#### TASK TO COMPLETE
Would you transcribe the data word for word?

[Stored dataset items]
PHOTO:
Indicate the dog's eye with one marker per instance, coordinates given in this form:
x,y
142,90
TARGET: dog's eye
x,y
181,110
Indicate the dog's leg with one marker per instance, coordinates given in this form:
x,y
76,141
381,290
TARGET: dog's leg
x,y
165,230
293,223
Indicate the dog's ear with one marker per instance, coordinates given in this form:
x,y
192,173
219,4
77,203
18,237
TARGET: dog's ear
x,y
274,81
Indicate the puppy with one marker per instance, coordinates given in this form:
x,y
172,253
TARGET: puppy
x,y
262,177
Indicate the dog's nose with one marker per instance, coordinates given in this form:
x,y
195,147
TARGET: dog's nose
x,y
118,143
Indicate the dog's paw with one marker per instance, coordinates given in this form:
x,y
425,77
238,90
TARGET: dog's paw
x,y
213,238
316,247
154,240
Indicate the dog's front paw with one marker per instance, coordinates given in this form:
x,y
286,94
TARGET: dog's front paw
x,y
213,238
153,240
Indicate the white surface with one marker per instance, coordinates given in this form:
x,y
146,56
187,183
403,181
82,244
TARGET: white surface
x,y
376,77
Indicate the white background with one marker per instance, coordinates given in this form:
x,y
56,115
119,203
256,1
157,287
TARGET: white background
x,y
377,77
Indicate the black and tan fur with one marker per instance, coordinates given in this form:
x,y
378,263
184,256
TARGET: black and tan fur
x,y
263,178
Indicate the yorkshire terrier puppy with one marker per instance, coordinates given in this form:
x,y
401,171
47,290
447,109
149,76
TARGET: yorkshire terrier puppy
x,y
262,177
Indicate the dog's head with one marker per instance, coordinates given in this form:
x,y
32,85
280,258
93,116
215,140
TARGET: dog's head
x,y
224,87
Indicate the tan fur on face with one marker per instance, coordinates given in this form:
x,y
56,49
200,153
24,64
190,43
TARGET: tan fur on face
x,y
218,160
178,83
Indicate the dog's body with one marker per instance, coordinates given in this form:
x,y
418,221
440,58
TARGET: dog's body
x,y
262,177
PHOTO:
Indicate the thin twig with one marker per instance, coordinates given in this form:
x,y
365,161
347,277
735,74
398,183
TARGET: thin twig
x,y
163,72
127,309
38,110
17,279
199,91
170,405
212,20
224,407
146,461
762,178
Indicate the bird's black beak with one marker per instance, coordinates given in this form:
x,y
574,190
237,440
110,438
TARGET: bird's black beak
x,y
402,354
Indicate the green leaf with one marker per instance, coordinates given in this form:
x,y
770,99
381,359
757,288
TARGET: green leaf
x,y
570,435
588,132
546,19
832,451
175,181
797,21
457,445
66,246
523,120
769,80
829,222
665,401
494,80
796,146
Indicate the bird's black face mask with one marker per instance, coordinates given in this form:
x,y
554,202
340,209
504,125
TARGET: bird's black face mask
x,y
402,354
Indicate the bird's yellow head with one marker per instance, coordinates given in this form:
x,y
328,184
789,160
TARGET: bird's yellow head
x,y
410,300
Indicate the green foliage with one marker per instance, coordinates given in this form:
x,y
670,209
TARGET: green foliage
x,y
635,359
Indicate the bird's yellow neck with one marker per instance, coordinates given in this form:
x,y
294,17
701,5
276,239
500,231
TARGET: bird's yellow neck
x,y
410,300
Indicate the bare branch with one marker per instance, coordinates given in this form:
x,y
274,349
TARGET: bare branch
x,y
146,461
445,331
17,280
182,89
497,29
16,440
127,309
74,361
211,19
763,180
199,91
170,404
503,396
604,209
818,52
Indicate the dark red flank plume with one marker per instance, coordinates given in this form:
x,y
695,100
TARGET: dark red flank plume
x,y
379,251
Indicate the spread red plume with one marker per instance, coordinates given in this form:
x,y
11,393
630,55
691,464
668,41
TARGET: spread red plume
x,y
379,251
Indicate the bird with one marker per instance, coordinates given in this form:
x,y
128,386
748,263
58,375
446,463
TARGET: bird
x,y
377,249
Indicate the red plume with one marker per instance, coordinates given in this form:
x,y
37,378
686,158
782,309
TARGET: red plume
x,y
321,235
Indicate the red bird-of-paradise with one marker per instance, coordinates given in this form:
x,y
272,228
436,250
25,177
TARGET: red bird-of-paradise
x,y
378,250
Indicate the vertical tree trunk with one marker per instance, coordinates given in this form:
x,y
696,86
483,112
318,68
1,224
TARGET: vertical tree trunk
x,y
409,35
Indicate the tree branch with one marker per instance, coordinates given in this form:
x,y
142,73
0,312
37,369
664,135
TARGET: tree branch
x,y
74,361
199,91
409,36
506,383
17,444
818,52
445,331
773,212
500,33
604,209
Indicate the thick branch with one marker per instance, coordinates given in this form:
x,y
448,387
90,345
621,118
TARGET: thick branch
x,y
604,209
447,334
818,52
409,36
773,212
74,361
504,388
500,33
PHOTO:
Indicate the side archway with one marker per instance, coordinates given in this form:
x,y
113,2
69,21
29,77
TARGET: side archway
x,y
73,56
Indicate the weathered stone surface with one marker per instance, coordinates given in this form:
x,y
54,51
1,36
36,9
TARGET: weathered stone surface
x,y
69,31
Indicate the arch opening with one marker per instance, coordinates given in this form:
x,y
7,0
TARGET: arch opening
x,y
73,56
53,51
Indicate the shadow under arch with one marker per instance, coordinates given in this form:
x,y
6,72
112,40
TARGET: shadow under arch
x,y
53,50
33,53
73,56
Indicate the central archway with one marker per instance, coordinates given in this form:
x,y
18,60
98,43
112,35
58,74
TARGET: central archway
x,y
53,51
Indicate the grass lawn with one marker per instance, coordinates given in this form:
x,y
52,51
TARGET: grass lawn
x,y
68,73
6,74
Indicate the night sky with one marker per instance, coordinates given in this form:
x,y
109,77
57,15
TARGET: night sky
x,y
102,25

#### SOLUTION
PHOTO:
Indicate the dog's eye with one marker per instance, coordinates given in this form:
x,y
142,90
TARGET: dog's eye
x,y
181,110
Indicate the dog's leg with one marker per instance, coordinates given in this form:
x,y
76,141
381,290
TARGET: dog's leg
x,y
165,230
293,223
Indicate the dog's ear with one marker per instance, coordinates given in this form:
x,y
192,173
219,4
77,203
18,237
TARGET: dog's ear
x,y
274,81
Indicate the puppy with one marker per instance, coordinates given in this form:
x,y
172,253
TARGET: puppy
x,y
262,177
Indicate the dog's nose with one marker per instance, coordinates given in this form:
x,y
195,147
TARGET: dog's nose
x,y
118,143
Indicate the dog's paw with one marker per instance, coordinates given in this form:
x,y
425,77
238,90
TARGET: dog's paw
x,y
213,238
316,247
154,240
Indicate the dog's front paw with one marker per instance, coordinates given in this form:
x,y
286,94
TARGET: dog's front paw
x,y
213,238
153,240
Indicate the white surface with one marker per instance, coordinates given in this form:
x,y
146,56
187,183
403,181
82,244
TARGET: white surface
x,y
376,77
Indicate the white background with one marker per instance, coordinates given in this form:
x,y
56,115
119,203
256,1
157,287
TARGET: white background
x,y
377,77
Indicate the black and tan fur with one marker per instance, coordinates given in this form:
x,y
378,263
184,256
TARGET: black and tan fur
x,y
263,178
Indicate the yorkshire terrier puppy with one marker per instance, coordinates given in this form:
x,y
401,171
47,290
447,109
149,76
TARGET: yorkshire terrier puppy
x,y
262,177
Indicate the dog's head with one marker per instance, coordinates given in this form:
x,y
32,85
280,258
93,116
215,140
TARGET: dog's head
x,y
224,87
Indicate the tan fur on face with one marker per instance, coordinates given in this form:
x,y
56,49
200,153
24,64
190,43
TARGET: tan fur on face
x,y
218,160
178,83
Indicate the dog's body with one marker per instance, coordinates given in this form:
x,y
418,221
440,58
TARGET: dog's body
x,y
262,177
PHOTO:
Indicate the thin twig with one marker per instance, coordinates given in this form:
x,y
365,161
347,277
735,74
398,183
TARGET: thin twig
x,y
163,72
127,309
38,110
17,279
199,91
170,405
212,20
224,407
146,461
762,178
Indicate the bird's black beak with one marker per instance, coordinates given in this form:
x,y
574,190
237,440
110,438
TARGET: bird's black beak
x,y
402,354
Indicate the green leaf with one marker per instance, coordinates given in this form:
x,y
770,99
381,359
757,288
TARGET: green leaf
x,y
570,435
588,132
546,19
832,451
175,181
797,21
457,445
66,246
523,120
769,80
829,222
665,401
494,80
796,146
Indicate the bird's black face mask with one marker per instance, coordinates given in this form:
x,y
554,202
340,209
504,125
TARGET: bird's black face mask
x,y
402,354
Indicate the bird's yellow head with one marker per instance, coordinates given in this form:
x,y
328,184
789,160
TARGET: bird's yellow head
x,y
410,300
Indicate the green foliage with one marker per instance, coordinates given in this form:
x,y
670,209
TARGET: green foliage
x,y
635,359
Indicate the bird's yellow neck with one marker per instance, coordinates given in this form:
x,y
294,17
701,5
276,239
500,231
TARGET: bird's yellow neck
x,y
410,300
Indicate the bare branch with one marker per instance, coordinates given in this form:
x,y
274,349
TARGET: bare branch
x,y
146,461
445,331
17,280
182,89
497,29
16,440
127,309
74,361
211,19
763,180
199,91
170,404
503,396
604,209
818,52
Indicate the dark red flank plume with one marker per instance, coordinates given in this form:
x,y
695,100
TARGET: dark red flank plume
x,y
379,251
Indicate the spread red plume with one marker per instance, coordinates given in this form:
x,y
11,393
630,55
691,464
668,41
TARGET: spread red plume
x,y
379,251
Indicate the bird with one marker per instance, coordinates given in this form:
x,y
128,386
748,263
58,375
446,463
TARGET: bird
x,y
377,249
Indicate the red plume with one marker per instance, coordinates given in this form:
x,y
37,378
686,158
782,309
TARGET: red plume
x,y
321,235
Indicate the red bird-of-paradise with one marker per instance, coordinates given in this form:
x,y
272,228
436,250
25,177
TARGET: red bird-of-paradise
x,y
378,250
Indicate the vertical tree trunk with one marker per instance, coordinates given in this form:
x,y
696,86
483,112
318,68
1,224
TARGET: vertical tree trunk
x,y
409,35
Indicate the tree branch with one marker per instance, coordinates given in this form:
x,y
142,73
0,312
37,369
664,135
TARGET: tree branch
x,y
74,361
199,91
409,36
506,383
17,444
818,52
445,331
773,212
500,33
604,209
Indicate the thick branch with one marker per instance, coordinates given in this form:
x,y
448,387
90,345
621,118
TARGET: thick branch
x,y
604,209
447,334
818,52
409,36
773,212
74,361
504,388
500,33
PHOTO:
Indicate the side archway with one marker per instance, coordinates given in this form:
x,y
113,2
69,21
29,77
TARGET: side archway
x,y
73,56
Indicate the weathered stone surface with one marker per instance, coordinates given in this form:
x,y
54,51
1,36
36,9
TARGET: weathered stone surface
x,y
69,31
Indicate the arch opening with one marker per instance, coordinates given in this form:
x,y
7,0
TARGET: arch opening
x,y
73,56
53,51
Indicate the shadow under arch with one marker per instance, coordinates given in this form:
x,y
6,72
112,40
TARGET: shadow under arch
x,y
53,50
33,53
73,56
Indicate the central archway with one marker per instance, coordinates given in this form:
x,y
18,60
98,43
112,35
58,74
TARGET: central archway
x,y
53,51
Indicate the grass lawn with one marker per instance, coordinates given in this form:
x,y
52,51
TARGET: grass lawn
x,y
68,73
6,74
Indicate the night sky with one marker per instance, coordinates given in this form:
x,y
109,77
57,15
TARGET: night sky
x,y
102,25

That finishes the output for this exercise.